== Goal of the exercise ==
Reproduce everything in the Sabbath gratitude passage below, from "That faithful Sabbath" down to "past your notice?".

== Page excerpt ==
┌──
Let me try again, since my sentences keep running away from me. Capitalism teaches us to be grateful for tiny scraps, as billionaires perpetuate a system that forces us to come to them, one way or another, to be fed. Those folks want us to be grateful to them, to feel they’re generous when it really matters…because this is a dangerous time for them. The truth of their role in our society is becoming increasingly and more-widely obvious…but more on that tomorrow, when I talk about clarity.
Faithful Gratitude
There’s a more faithful gratitude we can experience, though. And I’m sure you’ve felt this.
We can be grateful to the people who make things work, even as they’re systematically devalued and endangered. We can be grateful to the people who, even now, are working to reach and take care of folks who struggle to find food, struggle to find a home or stay in one, struggle to find rest. And we can be grateful to the activists and organizers who are working for a world in which the disruption of corporate operations wouldn’t send our entire world into an apocalyptic terror…when it’s actually the operations of those corporations that should have us worrying about the collapse of our society.
That faithful Sabbath gratitude, like Sabbath rest, is something that can be carried beyond the time of rest. It can shape our actions going forward, lead us to support those to whom we are grateful, lead us to take part in seeking a world where our gratitude isn’t tainted by our awareness that the folks to whom we’re grateful—nurses, grocery store workers, farmworkers—are being devalued and exploited.
Tomorrow, I’ll talk about the third gift of Sabbath: clarity. In the meantime, I hope you can experience gratitude, and deeply consider where it might lead you, and the rest of our society.
Questions for consideration/discussion
To whom do you feel grateful?
Whose work, for which you should be grateful, has slipped past your notice?
Whose work in building a better community should your gratitude call you to join in?
└──
== Extracted material ==
┌──
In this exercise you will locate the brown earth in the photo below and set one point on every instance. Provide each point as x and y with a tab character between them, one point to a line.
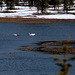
52	47
33	20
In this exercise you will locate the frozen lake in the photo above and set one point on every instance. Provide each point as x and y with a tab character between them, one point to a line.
16	62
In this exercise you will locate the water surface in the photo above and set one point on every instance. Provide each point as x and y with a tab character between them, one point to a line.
16	62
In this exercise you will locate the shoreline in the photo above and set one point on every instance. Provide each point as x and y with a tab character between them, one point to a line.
52	47
33	20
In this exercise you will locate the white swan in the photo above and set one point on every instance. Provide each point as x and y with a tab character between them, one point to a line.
16	34
31	34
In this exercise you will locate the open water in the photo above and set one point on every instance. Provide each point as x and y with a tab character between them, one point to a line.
16	62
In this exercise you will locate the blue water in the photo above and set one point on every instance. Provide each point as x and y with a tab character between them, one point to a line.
16	62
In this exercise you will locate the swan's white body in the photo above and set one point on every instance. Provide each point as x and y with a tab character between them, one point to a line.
31	34
15	34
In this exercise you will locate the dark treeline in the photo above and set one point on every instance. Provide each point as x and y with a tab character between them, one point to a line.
42	5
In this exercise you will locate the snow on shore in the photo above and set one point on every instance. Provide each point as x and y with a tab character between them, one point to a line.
27	12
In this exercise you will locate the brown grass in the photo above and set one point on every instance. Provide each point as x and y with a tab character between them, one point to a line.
34	20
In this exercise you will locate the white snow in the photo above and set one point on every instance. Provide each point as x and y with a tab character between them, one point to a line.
27	12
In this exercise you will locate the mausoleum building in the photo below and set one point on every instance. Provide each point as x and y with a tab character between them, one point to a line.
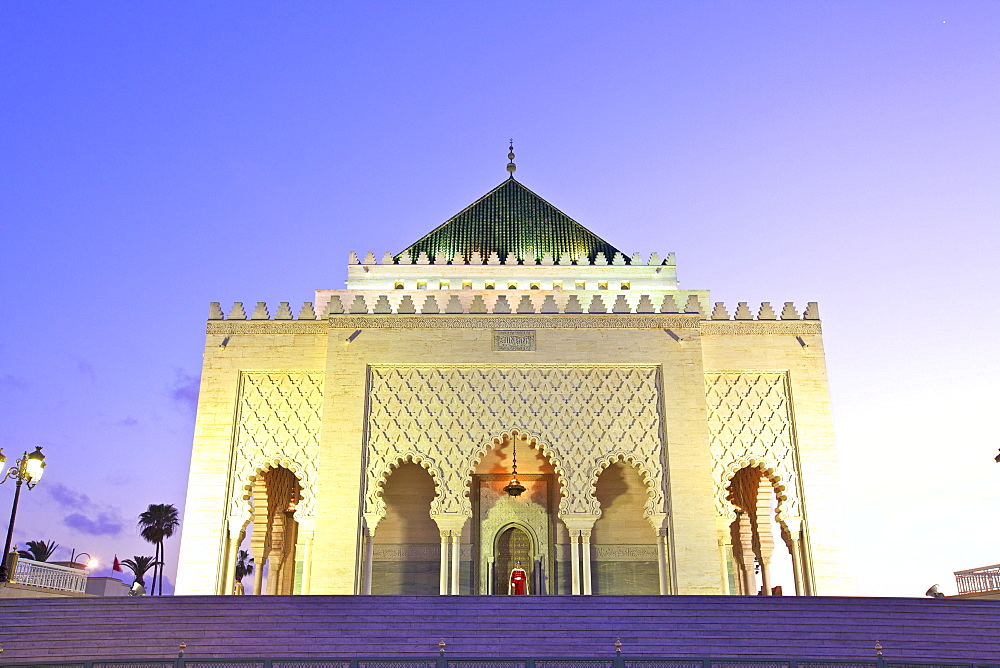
365	441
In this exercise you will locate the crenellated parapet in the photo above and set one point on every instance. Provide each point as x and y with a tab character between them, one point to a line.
546	259
512	303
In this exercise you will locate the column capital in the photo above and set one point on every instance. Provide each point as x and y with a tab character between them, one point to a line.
450	522
579	521
658	520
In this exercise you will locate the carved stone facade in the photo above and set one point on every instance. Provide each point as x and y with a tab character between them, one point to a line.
620	396
446	417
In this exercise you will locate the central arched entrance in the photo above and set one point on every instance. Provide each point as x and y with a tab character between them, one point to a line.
522	527
513	544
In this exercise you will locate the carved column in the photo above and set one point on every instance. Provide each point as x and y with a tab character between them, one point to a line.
369	538
743	551
764	539
306	533
579	526
450	525
260	540
234	536
456	537
444	562
663	560
793	548
574	555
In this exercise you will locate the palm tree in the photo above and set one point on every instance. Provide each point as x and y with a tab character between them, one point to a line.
139	566
244	564
156	524
38	550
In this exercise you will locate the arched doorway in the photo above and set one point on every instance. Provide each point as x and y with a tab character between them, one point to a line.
623	544
531	515
513	544
406	550
757	567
└──
== Response ==
That faithful Sabbath gratitude, like Sabbath rest, is something that can be carried beyond the time of rest. It can shape our actions going forward, lead us to support those to whom we are grateful, lead us to take part in seeking a world where our gratitude isn’t tainted by our awareness that the folks to whom we’re grateful—nurses, grocery store workers, farmworkers—are being devalued and exploited.
Tomorrow, I’ll talk about the third gift of Sabbath: clarity. In the meantime, I hope you can experience gratitude, and deeply consider where it might lead you, and the rest of our society.
Questions for consideration/discussion
To whom do you feel grateful?
Whose work, for which you should be grateful, has slipped past your notice?